## To-do list
[A] Retype the portion of the passage on the twins' debut and Ethel's wedding starting at "The debut of" and ending at "Cornelia’s aborted debut.".
[B] According to the passage on the twins' debut and Ethel's wedding, whom did Ethel marry?
[C] Carry on the passage on the twins' debut and Ethel's wedding from the point at which it stops.

## Selected text
--- BEGIN ---

Then something went awry.  In November the society pages reported that only Ethel would be coming out.  “Despite numerous reports to the contrary, Miss Cornelia Sherman Davies…is not to have a coming-out tea given for her, and she will probably not be ‘out’ at all this Winter—certainly not until after the holidays,” said The New York Times.

The debut of only one of the twins was socially awkward and unexplained.  The following April their brother Frederic married “Miss O’Neill of Pittsburgh” and little more was mentioned of Cornelia’s aborted debut.

Cornelia’s first social appearance was in her sister’s wedding at Newport on August 9, 1902.  Ethel’s marriage to Archibald Gourlay Thacher of Boston was called by The Times “the most notable event of the Newport season, and the largest of several weddings that have occurred.”

The church was packed with “people prominent in the social world,” including names like Oelrichs, Vanderbilt, Berwind, Grosvenor, Gould and Carnegie.  Ethel’s bridesmaids reflected the family’s social status—included in the bridal party were the daughters of Mr. and Mrs. Stuyvesant Fish, Mr. and Mrs. John Sloane and Mr. and Mrs. George J. Gould.

--- END ---

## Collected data

--- BEGIN ---

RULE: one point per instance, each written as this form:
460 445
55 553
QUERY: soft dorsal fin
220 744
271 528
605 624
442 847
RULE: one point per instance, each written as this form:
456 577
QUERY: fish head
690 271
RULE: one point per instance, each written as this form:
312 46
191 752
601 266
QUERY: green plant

--- END ---

## Results
[A]
The debut of only one of the twins was socially awkward and unexplained.  The following April their brother Frederic married “Miss O’Neill of Pittsburgh” and little more was mentioned of Cornelia’s aborted debut.

[B] Archibald Gourlay Thacher of Boston.

[C]
While his children had been demanding the bulk of the social spotlight, Julien Tappan Davies hosted a dinner in the 9th Street house on April 3, 1903 that would steal attention back.   Davies had been for several years the counsel for the Manhattan Elevated Railroad.  In celebration of the transfer of the railroad to the Interborough Rapid Transit Company, the attorney invited the executives of the companies—including August Belmont and George J. Gould--to dinner. 

“Around the dinner table was built a miniature elevated railway of steel, and as the diners exchanged congratulations over the event they were gathered to celebrate, a small train of cars ran around the track.  Inside the loop of track heaps of flowers decorated the table, and each guest had a big bouquet directly in front of him,” reported The Times.

With the death of Alice, the Davies family's life in the house came to an end.  In October 1906 the estate sold the house.  Clendenin J. Ryan owned the house in 1909 when he leased it “for a term of years.”   It would appear that around this time the house had become a rooming house.  Santo Cerilli was living here when he became the victim of a burglary on May 3, 1911.  William Kupferschmidt, who lived nearby at No. 61 West 11th Street, made off with $1,000 worth of jewelry from Cerilli’s rooms.

Christian M. W. Valentine, a clerk on the night shift in the registry department of the Main Post Office, was here with his wife and one-year old child in 1914.   The German-born Mrs. Valentine and the baby left to visit her parents Germany that year.  Her timing could not have been worse.  In June the Archduke Ferdinand was assassinated and Europe was thrown into conflict.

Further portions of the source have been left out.